§ What you are asked to do
Below are records that should be duplicated exactly, with no image retained.

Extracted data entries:
##############################

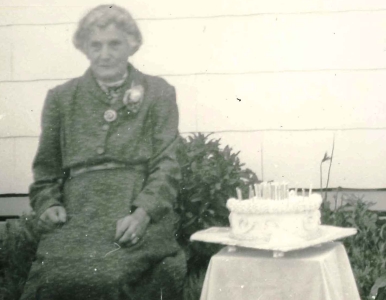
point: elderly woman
(106, 175)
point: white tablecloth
(317, 273)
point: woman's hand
(132, 227)
(53, 216)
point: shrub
(210, 176)
(366, 249)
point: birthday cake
(273, 214)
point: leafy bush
(210, 176)
(366, 249)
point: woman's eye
(115, 44)
(95, 46)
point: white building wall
(305, 71)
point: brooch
(110, 115)
(133, 98)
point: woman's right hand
(53, 216)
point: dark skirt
(80, 260)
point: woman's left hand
(132, 227)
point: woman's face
(108, 50)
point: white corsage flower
(133, 98)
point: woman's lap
(81, 259)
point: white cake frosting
(290, 220)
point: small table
(315, 273)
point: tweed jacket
(75, 133)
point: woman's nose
(105, 52)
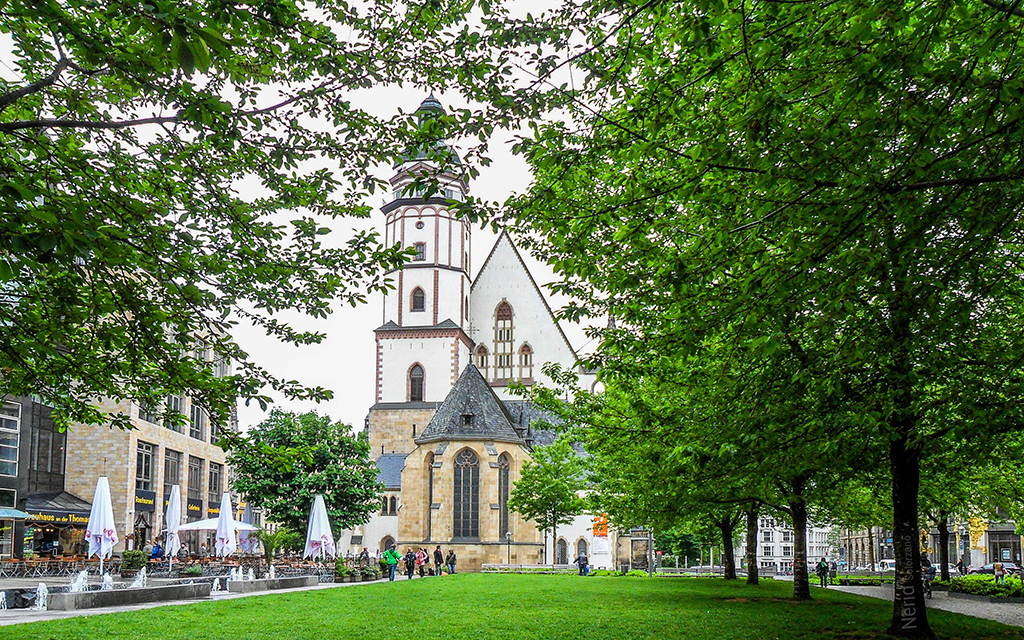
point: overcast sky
(345, 360)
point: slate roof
(472, 396)
(391, 326)
(390, 466)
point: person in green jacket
(391, 557)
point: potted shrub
(131, 562)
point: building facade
(776, 542)
(449, 436)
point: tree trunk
(752, 545)
(909, 616)
(870, 547)
(728, 528)
(801, 584)
(943, 526)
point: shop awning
(60, 508)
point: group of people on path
(419, 560)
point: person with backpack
(422, 560)
(438, 560)
(391, 558)
(410, 562)
(581, 561)
(822, 571)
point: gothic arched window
(504, 466)
(466, 513)
(525, 361)
(503, 342)
(481, 359)
(430, 493)
(416, 384)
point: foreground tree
(327, 459)
(840, 180)
(548, 488)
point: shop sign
(145, 501)
(58, 517)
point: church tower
(422, 344)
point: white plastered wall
(505, 278)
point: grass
(521, 607)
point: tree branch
(1012, 9)
(12, 96)
(53, 123)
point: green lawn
(541, 607)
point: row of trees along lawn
(806, 219)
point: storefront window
(195, 478)
(214, 483)
(10, 422)
(143, 467)
(172, 470)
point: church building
(449, 437)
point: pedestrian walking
(438, 560)
(581, 561)
(422, 559)
(391, 558)
(999, 570)
(822, 570)
(410, 562)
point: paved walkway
(17, 616)
(1008, 613)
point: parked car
(1010, 566)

##############################

§ Output of the task
point: elderly woman
(106, 175)
point: white tablecloth
(317, 273)
point: woman's hand
(132, 227)
(53, 216)
point: shrub
(210, 176)
(366, 249)
point: birthday cake
(273, 214)
point: leafy bush
(210, 176)
(366, 249)
point: woman's eye
(115, 44)
(95, 46)
point: white building wall
(305, 71)
point: brooch
(110, 115)
(133, 98)
point: woman's right hand
(53, 216)
point: dark skirt
(80, 260)
point: woman's left hand
(132, 227)
point: woman's face
(108, 50)
point: white corsage flower
(133, 98)
point: woman's lap
(81, 259)
point: white cake frosting
(290, 220)
point: small table
(315, 273)
point: tweed jacket
(75, 133)
point: woman's nose
(105, 52)
point: overcast sky
(345, 360)
point: slate roof
(472, 396)
(391, 326)
(390, 466)
point: person in green jacket
(391, 557)
point: potted shrub
(131, 562)
point: building facade
(776, 542)
(449, 436)
point: tree trunk
(752, 545)
(909, 616)
(870, 547)
(728, 528)
(801, 584)
(943, 526)
point: shop awning
(60, 508)
point: group of people on path
(419, 560)
point: person with backpack
(422, 560)
(438, 560)
(391, 558)
(410, 562)
(581, 561)
(822, 571)
point: gothic arched window
(504, 466)
(466, 513)
(525, 361)
(503, 342)
(481, 359)
(430, 493)
(416, 384)
point: foreground tree
(327, 459)
(840, 180)
(548, 488)
point: shop sign
(145, 501)
(58, 517)
point: church tower
(422, 344)
point: white plastered wall
(505, 278)
point: grass
(521, 607)
point: tree branch
(1012, 9)
(12, 96)
(53, 123)
point: green lawn
(541, 607)
point: row of trees along lawn
(806, 219)
point: storefront window
(195, 478)
(214, 483)
(10, 422)
(143, 467)
(172, 470)
point: church building
(449, 437)
point: pedestrian walking
(438, 560)
(581, 561)
(422, 559)
(391, 558)
(999, 570)
(822, 570)
(410, 562)
point: paved walkway
(17, 616)
(1008, 613)
point: parked car
(1010, 566)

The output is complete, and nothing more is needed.